### [CHALLENGE A]
In the passage on action-angle coordinates, what was first used, before the advent of quantum mechanics, to compute the spectrum of the hydrogen atom?
### [CHALLENGE B]
Extend the passage on action-angle coordinates beyond its final sentence.

### [PASSAGE SHOWN]
= Action-angle coordinates =

Method of solution for certain mechanical problems

In classical mechanics, action-angle variables are a set of canonical coordinates that are useful in characterizing the nature of commuting flows in integrable systems when the conserved energy level set is compact, and the commuting flows are complete. Action-angle variables are also important in obtaining the frequencies of oscillatory or rotational motion without solving the equations of motion. They only exist, providing a key characterization of the dynamics, when the system is completely integrable, i.e., the number of independent Poisson commuting invariants is maximal and the conserved energy surface is compact. This is usually of practical calculational value when the Hamilton–Jacobi equation is completely separable, and the separation constants can be solved for, as functions on the phase space. Action-angle variables define a foliation by invariant Lagrangian tori because the flows induced by the Poisson commuting invariants remain within their joint level sets, while the compactness of the energy level set implies they are tori. The angle variables provide coordinates on the leaves in which the commuting flows are linear.

The connection between classical Hamiltonian systems and their quantization in the Schrödinger wave mechanics approach is made clear by viewing the Hamilton–Jacobi equation as the leading order term in the WKB asymptotic series for the Schrodinger equation. In the case of integrable systems, the Bohr–Sommerfeld quantization conditions were first used, before the advent of quantum mechanics, to compute the spectrum of the hydrogen atom. They require that the action-angle variables exist, and that they be integer multiples of the reduced Planck constant $\hbar$. Einstein's insight in the EBK quantization into the difficulty of quantizing non-integrable systems was based on this fact.

Action-angle coordinates are also useful in perturbation theory of Hamiltonian mechanics, especially in determining adiabatic invariants. One of the earliest results from chaos theory, for dynamical stability of integrable dynamical systems under small perturbations, is the KAM theorem, which states that the invariant tori are partially stable.

In the modern theory of integrable systems action-angle variables were used in the solution of the Toda lattice, the definition of Lax pairs, or more generally, isospectral evolution of a linear operator characterizing integrable dynamics, and interpreting the associated spectral data as action-angle variables in the Hamiltonian formulation.

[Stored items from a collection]

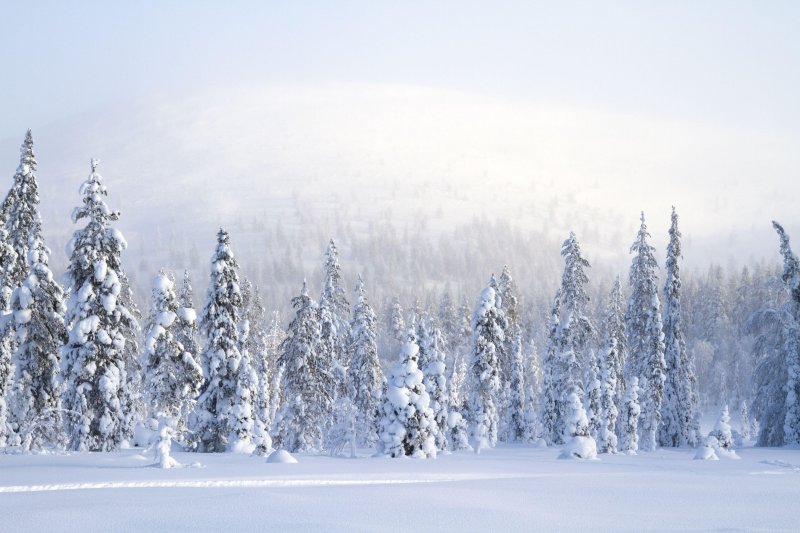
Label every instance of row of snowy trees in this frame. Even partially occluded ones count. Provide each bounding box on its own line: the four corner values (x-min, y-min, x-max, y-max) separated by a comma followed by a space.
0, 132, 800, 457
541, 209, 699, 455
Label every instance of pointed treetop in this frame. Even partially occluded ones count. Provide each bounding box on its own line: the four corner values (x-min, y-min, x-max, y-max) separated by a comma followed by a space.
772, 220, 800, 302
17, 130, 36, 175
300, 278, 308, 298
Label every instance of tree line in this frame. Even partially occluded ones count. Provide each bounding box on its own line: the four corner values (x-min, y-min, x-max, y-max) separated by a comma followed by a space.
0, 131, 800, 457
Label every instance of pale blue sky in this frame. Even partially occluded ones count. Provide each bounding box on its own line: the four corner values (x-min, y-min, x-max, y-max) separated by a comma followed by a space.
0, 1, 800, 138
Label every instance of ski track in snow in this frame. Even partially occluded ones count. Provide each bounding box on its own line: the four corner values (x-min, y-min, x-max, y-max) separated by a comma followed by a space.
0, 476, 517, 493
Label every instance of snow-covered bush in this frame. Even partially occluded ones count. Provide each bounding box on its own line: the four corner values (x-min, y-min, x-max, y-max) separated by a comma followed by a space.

### [FINAL ANSWER A]
The Bohr–Sommerfeld quantization conditions.

### [FINAL ANSWER B]
== Derivation ==
Action angles result from a type-2 canonical transformation where the generating function is Hamilton's characteristic function $W(\mathbf{q})$ (not Hamilton's principal function $S$). Since the original Hamiltonian does not depend on time explicitly, the new Hamiltonian $K(\mathbf{w}, \mathbf{J})$ is merely the old Hamiltonian $H(\mathbf{q}, \mathbf{p})$ expressed in terms of the new canonical coordinates, which we denote as $\mathbf{w}$ (the action angles, which are the generalized coordinates) and their new generalized momenta $\mathbf{J}$. We will not need to solve here for the generating function $W$ itself; instead, we will use it merely as a vehicle for relating the new and old canonical coordinates.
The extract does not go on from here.